Of course, you are correct that observed transitions have their inherent widths that limit how precise one can lock their oscillator to the center of the transition. That width is inversely proportionate to the lifetime of a given state. However, in the case of magnetic dipole transitions (like the one in Cesium), the decay rate is extremely slow. I could not find an estimate for Cs, however, the other well-known similar transition - Hydrogen 21cm line has a lifetime of more than $10$ mln years. Assuming that the Cs is similar enough to the H, one can estimate that the lifetime of the clock transition is more than $10^4$ years (the decay rate is proportional to $\omega_0^3$) which corresponds to the linewidth of the order of $10^{-12}$ Hz. In that case, you are correct and the width of this transition is so small that it can be neglected.

In real applications, the width of the Cesium clock transition is mostly limited by technical difficulties and is below 10 Hz. Clocks are limited not only by the precision of their electronics or mechanical stability but also by background thermal radiation that disturbs atomic samples and also by the limited time that the sample can interact with interrogating fields.

The quality of a clock can be described by a $Q$ factor, which is a resonance frequency divided by its resonance width. Reducing observed linewidth in Cs further is very challenging. For this reason, right now the clock community is trying to use different transitions having significantly higher, optical frequencies (jump from GHz to hundreds of THz) to further improve our atomic clocks.

(Dataset rows)
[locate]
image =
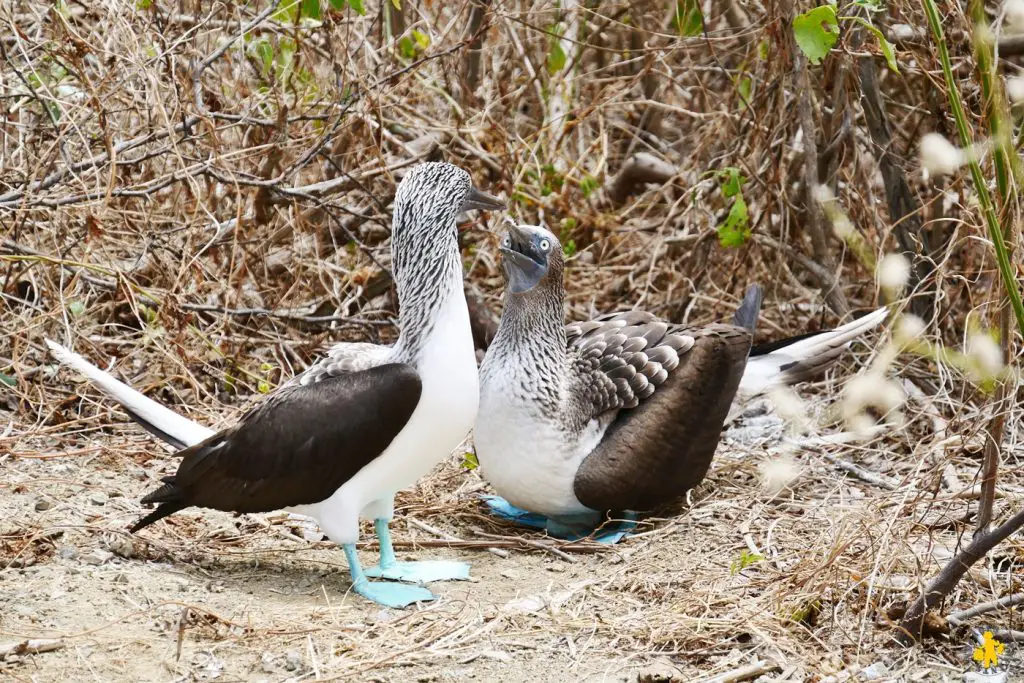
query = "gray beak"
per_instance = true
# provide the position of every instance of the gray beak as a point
(477, 199)
(521, 271)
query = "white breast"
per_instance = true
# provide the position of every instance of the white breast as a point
(527, 459)
(441, 421)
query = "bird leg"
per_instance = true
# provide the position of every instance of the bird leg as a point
(414, 572)
(569, 528)
(389, 595)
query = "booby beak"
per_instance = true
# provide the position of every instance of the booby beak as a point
(524, 264)
(477, 199)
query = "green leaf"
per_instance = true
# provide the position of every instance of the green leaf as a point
(745, 559)
(422, 39)
(732, 180)
(816, 32)
(888, 49)
(310, 9)
(744, 87)
(588, 185)
(556, 56)
(407, 47)
(870, 5)
(736, 229)
(688, 19)
(264, 50)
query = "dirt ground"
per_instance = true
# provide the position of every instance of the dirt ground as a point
(742, 582)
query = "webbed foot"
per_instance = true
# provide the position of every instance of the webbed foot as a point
(421, 572)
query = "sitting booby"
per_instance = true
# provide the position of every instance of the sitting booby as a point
(337, 441)
(623, 413)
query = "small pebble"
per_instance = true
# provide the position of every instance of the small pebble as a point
(119, 545)
(97, 556)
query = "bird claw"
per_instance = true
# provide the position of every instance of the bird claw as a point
(392, 595)
(421, 572)
(568, 530)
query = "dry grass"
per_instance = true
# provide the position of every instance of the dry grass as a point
(244, 224)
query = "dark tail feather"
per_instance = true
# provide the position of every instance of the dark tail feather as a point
(162, 511)
(169, 493)
(154, 429)
(750, 308)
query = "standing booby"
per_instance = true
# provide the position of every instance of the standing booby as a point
(622, 413)
(337, 441)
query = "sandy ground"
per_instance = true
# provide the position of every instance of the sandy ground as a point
(209, 596)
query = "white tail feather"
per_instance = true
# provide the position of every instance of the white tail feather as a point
(164, 419)
(811, 355)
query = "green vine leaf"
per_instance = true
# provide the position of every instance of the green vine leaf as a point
(688, 19)
(888, 49)
(816, 32)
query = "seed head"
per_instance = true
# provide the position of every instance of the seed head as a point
(939, 157)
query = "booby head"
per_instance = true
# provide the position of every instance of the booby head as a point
(439, 191)
(424, 235)
(530, 254)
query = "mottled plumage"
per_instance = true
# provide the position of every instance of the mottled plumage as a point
(337, 441)
(622, 412)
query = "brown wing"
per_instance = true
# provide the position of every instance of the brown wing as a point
(620, 359)
(655, 452)
(298, 446)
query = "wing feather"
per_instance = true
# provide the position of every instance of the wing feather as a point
(297, 446)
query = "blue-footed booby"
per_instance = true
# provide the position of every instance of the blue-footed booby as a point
(622, 413)
(337, 441)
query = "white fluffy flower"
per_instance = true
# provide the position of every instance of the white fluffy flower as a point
(939, 156)
(1013, 11)
(985, 351)
(1015, 89)
(894, 271)
(779, 472)
(871, 390)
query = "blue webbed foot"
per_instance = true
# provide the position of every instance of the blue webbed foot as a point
(421, 572)
(389, 595)
(392, 595)
(574, 528)
(505, 510)
(414, 572)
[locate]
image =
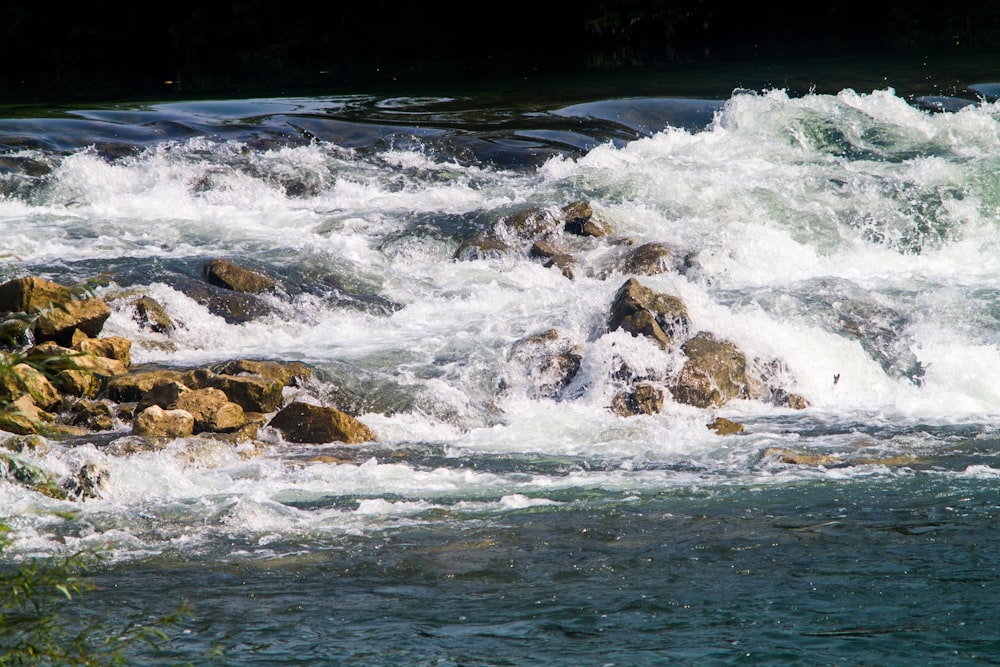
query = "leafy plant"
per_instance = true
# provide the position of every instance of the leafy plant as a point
(34, 633)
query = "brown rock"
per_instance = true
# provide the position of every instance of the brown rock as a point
(32, 295)
(135, 384)
(287, 373)
(652, 258)
(223, 273)
(150, 314)
(481, 247)
(111, 347)
(93, 415)
(211, 409)
(252, 393)
(580, 220)
(35, 383)
(641, 311)
(155, 422)
(23, 417)
(714, 373)
(303, 422)
(724, 426)
(59, 323)
(646, 399)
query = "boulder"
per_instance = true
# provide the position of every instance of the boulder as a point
(714, 373)
(60, 322)
(226, 274)
(111, 347)
(32, 295)
(645, 399)
(641, 311)
(307, 423)
(652, 258)
(580, 221)
(211, 409)
(287, 373)
(23, 417)
(150, 314)
(548, 361)
(481, 247)
(92, 415)
(155, 422)
(135, 384)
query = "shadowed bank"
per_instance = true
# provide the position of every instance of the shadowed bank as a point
(54, 51)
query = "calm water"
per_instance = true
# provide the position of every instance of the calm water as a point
(831, 228)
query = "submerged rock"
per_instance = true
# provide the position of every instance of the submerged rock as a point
(645, 399)
(224, 273)
(641, 311)
(714, 374)
(307, 423)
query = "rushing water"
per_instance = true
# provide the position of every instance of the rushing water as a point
(849, 235)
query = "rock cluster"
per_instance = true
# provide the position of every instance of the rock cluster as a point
(714, 371)
(59, 377)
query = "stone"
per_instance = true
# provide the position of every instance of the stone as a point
(155, 422)
(23, 417)
(60, 322)
(641, 311)
(32, 295)
(93, 415)
(645, 399)
(724, 426)
(252, 393)
(307, 423)
(651, 259)
(223, 273)
(580, 220)
(548, 361)
(287, 373)
(714, 373)
(110, 347)
(150, 314)
(132, 386)
(481, 247)
(37, 385)
(212, 410)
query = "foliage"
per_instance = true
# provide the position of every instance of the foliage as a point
(34, 633)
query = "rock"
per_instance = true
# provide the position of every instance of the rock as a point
(62, 321)
(32, 295)
(23, 417)
(93, 415)
(724, 426)
(211, 409)
(164, 393)
(481, 247)
(111, 347)
(223, 273)
(529, 225)
(155, 422)
(135, 384)
(287, 373)
(252, 393)
(579, 217)
(714, 373)
(150, 314)
(37, 385)
(306, 423)
(652, 258)
(640, 311)
(548, 361)
(646, 399)
(16, 333)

→ **Your objective**
Extract the stretch from "In real applications, the" through "our atomic clocks." in the passage on cesium clock linewidths, copying it word for word.

→ **Written answer**
In real applications, the width of the Cesium clock transition is mostly limited by technical difficulties and is below 10 Hz. Clocks are limited not only by the precision of their electronics or mechanical stability but also by background thermal radiation that disturbs atomic samples and also by the limited time that the sample can interact with interrogating fields.

The quality of a clock can be described by a $Q$ factor, which is a resonance frequency divided by its resonance width. Reducing observed linewidth in Cs further is very challenging. For this reason, right now the clock community is trying to use different transitions having significantly higher, optical frequencies (jump from GHz to hundreds of THz) to further improve our atomic clocks.